Aşağıda, Anar'ın Suskunlar romanının dili üzerine bir yazı var. Bu yazıyı son cümlesinden sonra sürdürün.
╭─ Verilen metin
Burak Eldem ve Reşat Nuri gibi rastlantılara yer veren Anar, sözcüklerin süslü büyüsüne kapılan okurunun gözünü boyadığı söylenemez. ‘Kötü ve ölü bir düşmanım olacağına, iyi ve diri bir dostum olsun istedim.’ (s.137) ‘Kusur, benim imzamdır.’ (s.141) Hoş olmayan sözler: “İşte bunlar, ‘musiki ve sema’ı bir ibadet olarak gören Mevlevîlerdir. Gidin bu zındıkların dergâhlarına! Ve onları seyredin. Onlar ellerini açmış dönüp dururlarken suratlarını bir bakın! Sarhoşlardan farkları var mı?’ (s.177) Halk diliyle ilim yapılmaz ama edebiyat yapılır, romandaki farklı ağızlar: ‘Atarsınız ep böyle kırmızı fenerli bitirimhanelerde koptiden keriz! Ayatınız bu! Düşmeyiz biz todiler öyle yerlere!’ (s.36) Absürt ve argolu sözler: ‘Abe angut! Te nasıl olur da verirsin ite uğursuza rızkımızı!’ (s.37) ‘Behey deyyûs!’ (s.169) Geçmişe ait hayatı olduğu gibi yansıtmakta en iyi olan Anar, öyküleri konuşulduğu gibi anlatmak isterken sayfada ortalama 69 (21.4) kez yabancı sözcük kullanmış. ‘üzüntü guddelerinin aşırı ifrâzâtı nedeniyle ölmüştü.’ (s.56) ‘aralarındaki ilişki mütenâzır olacak’ (s.248) ‘Suskunlar’ romanı ortalama (%) 31 yabancı sözcükle yazılmış. (sözcükler tek tek incelenmedi) Erciyes Üniversitesi Fen – Edebiyat Fakültesi Bölüm Başkanı Prof. Mustafa Argunşah ‘Dil Yarası’ kitabında 2000 Yılında yapılan bir anketi vermiş. Ankete göre gazetelerin yabancı sözcük oranı (%) : Cumhuriyet 16.2, Hürriyet 18.7, Sabah 20.6, Türkiye 27’dir.
╰─
╭─ Gösterilen bilgiler
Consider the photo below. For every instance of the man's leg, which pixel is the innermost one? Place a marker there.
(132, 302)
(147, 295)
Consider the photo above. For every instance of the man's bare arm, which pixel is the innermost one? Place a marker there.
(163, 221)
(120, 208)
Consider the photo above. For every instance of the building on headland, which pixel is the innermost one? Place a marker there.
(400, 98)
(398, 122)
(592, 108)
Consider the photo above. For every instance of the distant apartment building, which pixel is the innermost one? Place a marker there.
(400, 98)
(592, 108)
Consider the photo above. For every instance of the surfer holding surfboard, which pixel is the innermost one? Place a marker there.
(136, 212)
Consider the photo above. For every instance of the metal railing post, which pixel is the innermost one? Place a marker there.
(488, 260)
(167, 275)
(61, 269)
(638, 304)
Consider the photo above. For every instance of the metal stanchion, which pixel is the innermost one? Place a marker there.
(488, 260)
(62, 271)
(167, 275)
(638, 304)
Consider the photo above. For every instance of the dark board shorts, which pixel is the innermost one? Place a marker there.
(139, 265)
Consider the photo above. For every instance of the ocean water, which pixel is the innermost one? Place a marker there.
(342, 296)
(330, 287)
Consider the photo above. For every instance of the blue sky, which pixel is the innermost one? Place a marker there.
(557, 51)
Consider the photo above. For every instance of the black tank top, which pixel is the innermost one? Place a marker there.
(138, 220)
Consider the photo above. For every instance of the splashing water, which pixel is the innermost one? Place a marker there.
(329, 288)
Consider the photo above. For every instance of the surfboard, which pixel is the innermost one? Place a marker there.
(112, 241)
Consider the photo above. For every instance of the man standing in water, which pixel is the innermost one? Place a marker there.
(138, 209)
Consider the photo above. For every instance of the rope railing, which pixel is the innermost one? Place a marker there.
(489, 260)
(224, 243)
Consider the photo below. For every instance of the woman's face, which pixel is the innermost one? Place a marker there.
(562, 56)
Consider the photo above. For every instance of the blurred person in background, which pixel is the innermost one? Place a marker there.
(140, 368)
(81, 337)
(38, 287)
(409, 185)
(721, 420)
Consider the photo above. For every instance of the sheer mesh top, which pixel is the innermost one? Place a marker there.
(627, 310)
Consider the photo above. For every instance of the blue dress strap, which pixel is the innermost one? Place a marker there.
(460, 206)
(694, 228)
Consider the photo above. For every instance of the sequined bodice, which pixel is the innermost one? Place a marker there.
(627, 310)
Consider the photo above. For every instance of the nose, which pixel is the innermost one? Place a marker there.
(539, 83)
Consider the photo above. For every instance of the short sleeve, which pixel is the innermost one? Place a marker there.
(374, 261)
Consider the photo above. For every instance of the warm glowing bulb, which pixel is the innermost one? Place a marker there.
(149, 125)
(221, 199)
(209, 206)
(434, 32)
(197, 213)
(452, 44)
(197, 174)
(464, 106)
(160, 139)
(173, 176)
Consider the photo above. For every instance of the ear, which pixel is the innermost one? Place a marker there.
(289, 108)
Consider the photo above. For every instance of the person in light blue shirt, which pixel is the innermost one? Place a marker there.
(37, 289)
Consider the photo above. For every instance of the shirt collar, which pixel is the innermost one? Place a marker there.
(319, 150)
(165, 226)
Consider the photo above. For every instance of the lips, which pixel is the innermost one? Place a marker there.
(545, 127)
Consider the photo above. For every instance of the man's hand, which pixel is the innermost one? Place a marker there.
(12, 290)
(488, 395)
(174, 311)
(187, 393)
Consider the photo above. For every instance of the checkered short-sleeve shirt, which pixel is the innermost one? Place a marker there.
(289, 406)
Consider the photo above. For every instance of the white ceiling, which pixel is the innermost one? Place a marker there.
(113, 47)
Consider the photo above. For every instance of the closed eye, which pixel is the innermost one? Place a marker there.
╰─
*Alıştırma cevabı:*
Şov uğruna aykırı söylemlerde bulunarak halkıyla ters düşen yazarlar gibi medyatik bir tavır içine girmeyen Anar, yazıya inanılmaz zenginlik katan ayrıntıları kullanmakta ustalık göstermiş. ‘sabah namazını kılmadan önce, dosdoğru Sarıca Hamam’a giderek boy abdesti aldılar. Çünkü adam öldürmüşlerdi.’ (s.227)
Masal gibi bir anlatım tekniği seçtiği için katmanları, kurgu ile aynı düzleme düşürmekte güçlük çeken Anar, bellekte çarpıcı çağrışımlar uyandıran ve kullanıldığı yere de derinlik katan imgeyi sayfada ortalama 2 (0.8) kez kullanmış. ‘başları üzerinde çalgı âletleri çalınacağını, şarkıcı kadınların şarkı söyleyeceklerini, Allah’ın da onları yerin dibine batıracağını…’ (s.179) ‘o sıtma görmemiş davudî sesi’ (s.22)
Okurun dikkatini çekmeyen soru, ıskalanmış bir sorudur. Okur, soru işaretinde bırakılmamalı, bir gıdım da olsa ileri taşmalıdır. “Beni affedin efendim. Bir yanlış anlama da olabilir ama, beni siz mi çağırdınız? Bana siz mi ‘Gel’ dediniz?” (s.122) Sayfada ortalama 0.5 (0.4) kez soru yöneltmiş. Doktora eğitimini felsefe bölümünde yapan bir yazar için oldukça düşük bir oran.
Anlatımını bir suskuna yaptırtan Anar, romana inandırıcılık sağladığı gibi kurguya da hayat veren betimlemeleri sayfada ortalama 18 (3.8) satır yapmış. ‘Tağut’un gözleri önden arkaya ve arkadan öne dönüyordu. Ayrıca her bir gözünde, biri insanınkine benzeyen diğeri ise yılanınkine andıran iki gözbebeği vardı’ (s.188) ‘Edremit şarabı, bir demir asâlı ve demir pabuçlu bir dervişin bile içini gıcıklayacak kadar lezzetli, sakîlik yapan oğlanlar da bir evliyâyı baştan çıkaracak kadar cilveliydi.’ (s.31)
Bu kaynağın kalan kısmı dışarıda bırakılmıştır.